Extracted text:
Giving up smoking is one of the best things you can do for your general health. Women going through the menopause should be aware that smoking can increase the risk of health issues associated with this life-stage, such as cardiovascular disease and osteoporosis, and also the likelihood of experiencing menopause symptoms such as hot flushes, night sweats and headaches. Smokers also tend to start the menopause up to 2 years earlier than non-smokers. Help and advice on stopping smoking can be found here.

Adults of all ages are advised to consume no more than 14 units of alcohol per week, with several alcohol-free days each week. It is particularly important during and after the menopause for women to be aware of their alcohol intake as drinking too much can impact negatively on bone health, increase the risk of cardiovascular disease and trigger menopause symptoms such as hot flushes, night sweats and headaches.

Physical activity

Being physically active during and after the menopause can help to manage menopause symptoms such as psychological problems (e.g. anxiety and depression), weight gain, sleep disturbances and hot flushes.

[Region pointing data]

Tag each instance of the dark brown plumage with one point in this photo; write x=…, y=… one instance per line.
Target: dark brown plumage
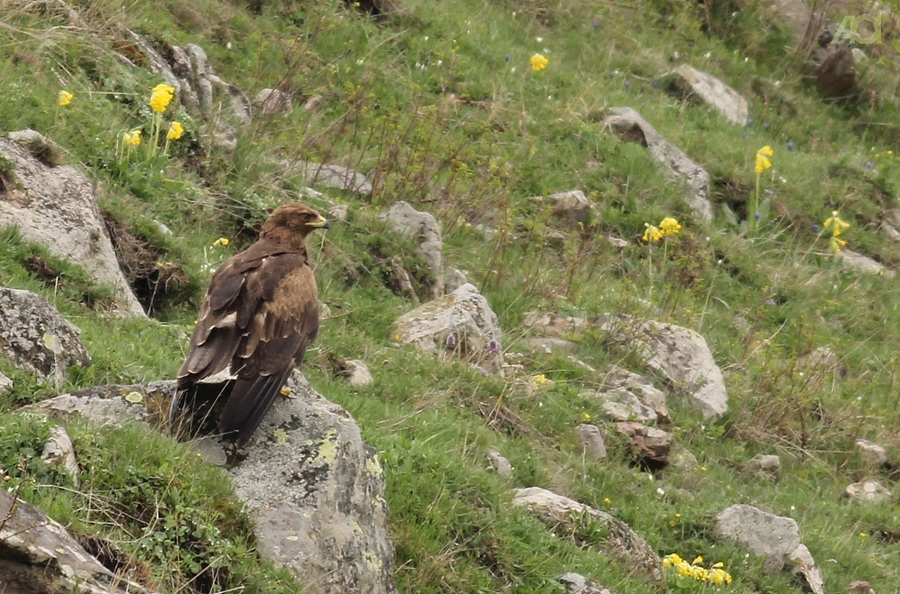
x=259, y=315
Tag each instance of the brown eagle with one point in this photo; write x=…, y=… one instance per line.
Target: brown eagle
x=259, y=315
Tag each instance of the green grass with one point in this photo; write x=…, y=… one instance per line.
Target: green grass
x=428, y=101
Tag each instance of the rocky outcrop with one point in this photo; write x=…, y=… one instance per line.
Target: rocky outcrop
x=460, y=324
x=629, y=126
x=774, y=538
x=55, y=207
x=36, y=337
x=620, y=540
x=314, y=489
x=424, y=229
x=38, y=556
x=693, y=84
x=680, y=354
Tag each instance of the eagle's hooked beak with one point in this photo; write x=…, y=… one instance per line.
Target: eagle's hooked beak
x=320, y=223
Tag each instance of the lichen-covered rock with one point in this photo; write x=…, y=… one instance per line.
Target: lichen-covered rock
x=649, y=445
x=38, y=556
x=424, y=229
x=590, y=438
x=679, y=353
x=314, y=489
x=36, y=337
x=55, y=207
x=629, y=126
x=690, y=83
x=773, y=537
x=621, y=541
x=316, y=495
x=59, y=451
x=460, y=324
x=269, y=102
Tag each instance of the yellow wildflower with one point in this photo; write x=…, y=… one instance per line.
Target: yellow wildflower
x=671, y=560
x=719, y=576
x=836, y=224
x=161, y=97
x=176, y=130
x=132, y=138
x=652, y=233
x=538, y=62
x=669, y=226
x=762, y=162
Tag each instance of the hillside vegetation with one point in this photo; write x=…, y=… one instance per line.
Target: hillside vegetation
x=440, y=103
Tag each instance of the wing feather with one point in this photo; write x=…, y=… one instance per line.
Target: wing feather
x=259, y=316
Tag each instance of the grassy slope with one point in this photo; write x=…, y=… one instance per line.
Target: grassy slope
x=442, y=97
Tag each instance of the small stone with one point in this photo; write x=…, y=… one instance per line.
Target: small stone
x=871, y=453
x=591, y=440
x=500, y=464
x=765, y=465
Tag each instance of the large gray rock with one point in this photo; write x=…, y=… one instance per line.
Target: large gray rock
x=620, y=540
x=55, y=207
x=331, y=176
x=424, y=229
x=314, y=489
x=460, y=324
x=36, y=337
x=693, y=84
x=679, y=353
x=621, y=380
x=773, y=537
x=576, y=583
x=38, y=556
x=856, y=262
x=572, y=207
x=867, y=492
x=316, y=492
x=629, y=126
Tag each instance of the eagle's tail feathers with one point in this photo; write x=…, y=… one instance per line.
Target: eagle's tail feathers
x=248, y=403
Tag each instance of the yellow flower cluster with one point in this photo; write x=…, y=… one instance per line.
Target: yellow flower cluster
x=668, y=226
x=716, y=575
x=762, y=161
x=161, y=97
x=132, y=138
x=176, y=130
x=837, y=226
x=538, y=62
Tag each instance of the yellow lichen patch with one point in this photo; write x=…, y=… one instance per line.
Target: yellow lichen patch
x=328, y=447
x=373, y=465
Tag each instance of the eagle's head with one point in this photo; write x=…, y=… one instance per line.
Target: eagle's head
x=293, y=220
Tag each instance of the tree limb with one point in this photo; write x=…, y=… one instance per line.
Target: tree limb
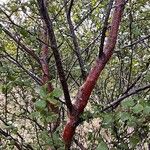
x=44, y=13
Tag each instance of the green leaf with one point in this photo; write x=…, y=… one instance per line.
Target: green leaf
x=128, y=103
x=102, y=146
x=137, y=108
x=146, y=110
x=56, y=93
x=40, y=104
x=124, y=116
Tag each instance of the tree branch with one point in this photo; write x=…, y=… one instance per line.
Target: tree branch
x=115, y=103
x=86, y=89
x=23, y=46
x=74, y=39
x=105, y=27
x=44, y=13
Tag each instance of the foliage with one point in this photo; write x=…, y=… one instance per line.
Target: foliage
x=26, y=121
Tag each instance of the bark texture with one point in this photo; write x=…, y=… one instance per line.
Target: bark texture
x=85, y=90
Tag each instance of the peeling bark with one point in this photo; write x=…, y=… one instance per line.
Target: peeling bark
x=87, y=87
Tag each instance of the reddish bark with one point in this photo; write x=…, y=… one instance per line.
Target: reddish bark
x=86, y=89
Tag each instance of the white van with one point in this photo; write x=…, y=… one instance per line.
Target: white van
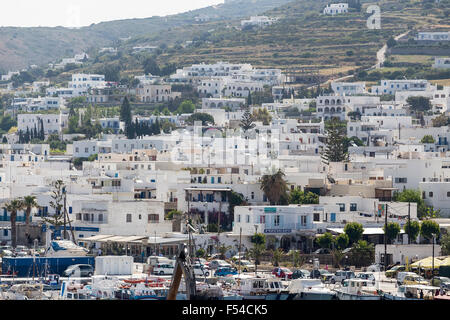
x=163, y=269
x=401, y=276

Work required: Please copy out the entire text on smoking, alcohol, physical activity and the menopause word for word.

Response for this exercise:
Giving up smoking is one of the best things you can do for your general health. Women going through the menopause should be aware that smoking can increase the risk of health issues associated with this life-stage, such as cardiovascular disease and osteoporosis, and also the likelihood of experiencing menopause symptoms such as hot flushes, night sweats and headaches. Smokers also tend to start the menopause up to 2 years earlier than non-smokers. Help and advice on stopping smoking can be found here.

Adults of all ages are advised to consume no more than 14 units of alcohol per week, with several alcohol-free days each week. It is particularly important during and after the menopause for women to be aware of their alcohol intake as drinking too much can impact negatively on bone health, increase the risk of cardiovascular disease and trigger menopause symptoms such as hot flushes, night sweats and headaches.

Physical activity

Being physically active during and after the menopause can help to manage menopause symptoms such as psychological problems (e.g. anxiety and depression), weight gain, sleep disturbances and hot flushes.